▶ **Consigne donnée A**
Selon le texte présenté, combien de temps le policier a-t-il passé à la Sûreté du Québec ?

▶ **Texte présenté**
-.-.-

Dans cette sorte de livre-testament, on éfleure au passage quelques pans de sa vie personnelle, de son enfance dysfonctionnelle, à un premier mariage difficile, jusqu’à la rencontre de la femme de sa vie, autour d’un boeuf aux carottes.
On ressent aussi l’amertume du policier envers la Sûreté du Québec où il a passé un quart de siècle, échaudé par de mauvaises expériences vécues par son frère, également ex-policier du corps provincial, et son fils qui a eu maille à partir avec la justice.
S’il poursuit d’abord sa carrière comme enseignant à l’École nationale de police avant de se lancer à son compte, on sent aussi une certaine rancœur envers quelques échecs qui lui pèsent encore sur la conscience.
L’un d’eux, l’affaire Aflalo, concerne la découverte partielle d’un corps démembré dans un boisé de Rawdon en 1987.

-.-.-

▶ **Lignes de données**
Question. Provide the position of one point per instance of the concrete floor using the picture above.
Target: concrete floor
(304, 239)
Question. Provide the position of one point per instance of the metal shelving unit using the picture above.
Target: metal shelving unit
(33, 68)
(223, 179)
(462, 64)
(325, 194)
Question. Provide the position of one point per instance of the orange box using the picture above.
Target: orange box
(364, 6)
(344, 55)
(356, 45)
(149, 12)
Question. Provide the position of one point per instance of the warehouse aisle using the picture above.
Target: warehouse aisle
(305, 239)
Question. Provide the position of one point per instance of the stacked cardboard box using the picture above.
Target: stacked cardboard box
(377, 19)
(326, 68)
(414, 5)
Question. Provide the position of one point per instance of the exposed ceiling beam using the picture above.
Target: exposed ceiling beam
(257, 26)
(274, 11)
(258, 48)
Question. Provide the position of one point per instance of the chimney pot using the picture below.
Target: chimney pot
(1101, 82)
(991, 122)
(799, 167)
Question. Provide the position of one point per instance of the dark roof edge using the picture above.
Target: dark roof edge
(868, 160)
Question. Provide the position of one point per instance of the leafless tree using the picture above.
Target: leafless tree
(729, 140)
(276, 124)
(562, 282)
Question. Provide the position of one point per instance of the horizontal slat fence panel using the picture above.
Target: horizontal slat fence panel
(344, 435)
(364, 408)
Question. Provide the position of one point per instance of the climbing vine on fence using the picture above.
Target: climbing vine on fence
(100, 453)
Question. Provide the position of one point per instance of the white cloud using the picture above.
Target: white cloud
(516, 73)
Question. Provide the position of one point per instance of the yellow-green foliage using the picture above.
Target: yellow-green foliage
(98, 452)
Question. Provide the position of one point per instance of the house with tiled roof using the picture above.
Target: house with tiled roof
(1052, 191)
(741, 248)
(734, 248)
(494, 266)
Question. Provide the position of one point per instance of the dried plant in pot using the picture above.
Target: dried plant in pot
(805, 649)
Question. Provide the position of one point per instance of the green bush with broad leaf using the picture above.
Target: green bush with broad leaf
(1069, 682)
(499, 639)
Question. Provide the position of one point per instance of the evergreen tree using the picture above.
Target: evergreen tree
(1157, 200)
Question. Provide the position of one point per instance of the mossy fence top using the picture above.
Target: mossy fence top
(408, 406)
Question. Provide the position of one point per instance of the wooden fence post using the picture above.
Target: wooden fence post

-.-.-

▶ **Consigne donnée B**
Recopie uniquement les lignes de données allant de celle qui contient « fence using the picture above. » jusqu'à la fin des lignes de données, bornes incluses, en y renommant « fence » en « railing » et sans rien modifier d'autre.

▶ **Réponse complète A**
Un quart de siècle.

▶ **Réponse complète B**
Question. Provide the position of one point per instance of the climbing vine on railing using the picture above.
Target: climbing vine on railing
(100, 453)
Question. Provide the position of one point per instance of the white cloud using the picture above.
Target: white cloud
(516, 73)
Question. Provide the position of one point per instance of the yellow-green foliage using the picture above.
Target: yellow-green foliage
(98, 452)
Question. Provide the position of one point per instance of the house with tiled roof using the picture above.
Target: house with tiled roof
(1052, 191)
(741, 248)
(734, 248)
(494, 266)
Question. Provide the position of one point per instance of the dried plant in pot using the picture above.
Target: dried plant in pot
(805, 649)
Question. Provide the position of one point per instance of the green bush with broad leaf using the picture above.
Target: green bush with broad leaf
(1069, 682)
(499, 639)
Question. Provide the position of one point per instance of the evergreen tree using the picture above.
Target: evergreen tree
(1157, 200)
Question. Provide the position of one point per instance of the mossy railing top using the picture above.
Target: mossy railing top
(408, 406)
Question. Provide the position of one point per instance of the wooden railing post using the picture above.
Target: wooden railing post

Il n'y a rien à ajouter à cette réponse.